(WHAT YOU ARE ASKED TO DO)
The number needed is how many lines of the data hold the string "slope". Give that number and nothing more.

###

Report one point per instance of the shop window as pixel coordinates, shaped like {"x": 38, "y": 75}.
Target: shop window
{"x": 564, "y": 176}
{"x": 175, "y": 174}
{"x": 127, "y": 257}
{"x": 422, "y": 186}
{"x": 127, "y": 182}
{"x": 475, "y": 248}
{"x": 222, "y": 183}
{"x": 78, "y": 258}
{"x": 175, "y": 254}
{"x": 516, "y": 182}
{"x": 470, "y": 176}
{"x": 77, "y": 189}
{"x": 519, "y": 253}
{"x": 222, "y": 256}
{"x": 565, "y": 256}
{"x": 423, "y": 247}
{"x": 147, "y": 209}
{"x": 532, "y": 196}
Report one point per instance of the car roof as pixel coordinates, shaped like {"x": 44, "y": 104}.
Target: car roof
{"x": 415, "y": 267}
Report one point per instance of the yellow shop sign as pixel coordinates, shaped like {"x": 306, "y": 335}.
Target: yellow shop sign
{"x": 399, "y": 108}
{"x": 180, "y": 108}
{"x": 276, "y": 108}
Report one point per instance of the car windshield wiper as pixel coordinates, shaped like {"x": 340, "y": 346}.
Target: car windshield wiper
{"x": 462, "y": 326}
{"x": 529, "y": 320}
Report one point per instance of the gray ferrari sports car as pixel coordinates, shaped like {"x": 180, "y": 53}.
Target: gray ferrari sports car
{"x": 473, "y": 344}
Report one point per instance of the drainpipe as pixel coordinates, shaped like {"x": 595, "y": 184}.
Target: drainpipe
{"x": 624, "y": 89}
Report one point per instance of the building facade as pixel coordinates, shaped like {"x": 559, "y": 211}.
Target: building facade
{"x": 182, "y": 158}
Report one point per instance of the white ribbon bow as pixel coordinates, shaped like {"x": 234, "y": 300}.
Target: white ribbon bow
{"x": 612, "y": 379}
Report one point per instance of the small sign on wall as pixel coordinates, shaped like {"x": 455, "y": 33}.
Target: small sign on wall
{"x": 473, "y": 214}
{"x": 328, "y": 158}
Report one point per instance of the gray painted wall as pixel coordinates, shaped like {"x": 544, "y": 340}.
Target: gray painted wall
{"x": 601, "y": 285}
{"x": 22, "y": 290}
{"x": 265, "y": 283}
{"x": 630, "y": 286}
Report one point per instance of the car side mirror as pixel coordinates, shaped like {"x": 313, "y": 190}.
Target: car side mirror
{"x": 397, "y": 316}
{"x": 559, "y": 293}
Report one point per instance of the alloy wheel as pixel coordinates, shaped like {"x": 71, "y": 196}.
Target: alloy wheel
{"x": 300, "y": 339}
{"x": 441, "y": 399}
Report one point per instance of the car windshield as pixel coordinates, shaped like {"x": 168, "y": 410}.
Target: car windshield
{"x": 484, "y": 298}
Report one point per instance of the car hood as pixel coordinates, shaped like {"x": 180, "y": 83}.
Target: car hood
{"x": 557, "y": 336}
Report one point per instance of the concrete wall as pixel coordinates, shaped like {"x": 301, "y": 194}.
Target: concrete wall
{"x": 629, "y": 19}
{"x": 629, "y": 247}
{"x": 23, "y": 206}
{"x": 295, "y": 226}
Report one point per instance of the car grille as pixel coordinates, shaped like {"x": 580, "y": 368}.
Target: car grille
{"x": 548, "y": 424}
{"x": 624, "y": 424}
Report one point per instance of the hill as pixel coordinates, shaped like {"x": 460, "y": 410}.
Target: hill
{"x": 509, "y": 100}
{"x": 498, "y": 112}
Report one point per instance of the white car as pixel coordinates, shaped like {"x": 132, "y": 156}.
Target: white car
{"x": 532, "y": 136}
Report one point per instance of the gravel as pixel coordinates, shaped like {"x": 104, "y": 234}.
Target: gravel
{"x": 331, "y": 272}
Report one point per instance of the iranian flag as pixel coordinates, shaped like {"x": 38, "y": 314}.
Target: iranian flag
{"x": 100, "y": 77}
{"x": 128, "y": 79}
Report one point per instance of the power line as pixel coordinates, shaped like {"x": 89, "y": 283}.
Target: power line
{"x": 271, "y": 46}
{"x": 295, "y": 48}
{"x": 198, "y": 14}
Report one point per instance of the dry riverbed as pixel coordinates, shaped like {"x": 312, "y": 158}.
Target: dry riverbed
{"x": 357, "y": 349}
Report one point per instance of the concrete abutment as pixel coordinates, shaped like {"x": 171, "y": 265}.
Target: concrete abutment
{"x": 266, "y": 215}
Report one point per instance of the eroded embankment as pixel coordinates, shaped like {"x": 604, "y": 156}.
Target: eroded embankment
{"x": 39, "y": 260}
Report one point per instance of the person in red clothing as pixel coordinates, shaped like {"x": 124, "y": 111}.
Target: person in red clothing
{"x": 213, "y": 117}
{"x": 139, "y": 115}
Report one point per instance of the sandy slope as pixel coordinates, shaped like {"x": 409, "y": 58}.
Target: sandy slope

###

(RESPONSE TO THIS EXERCISE)
2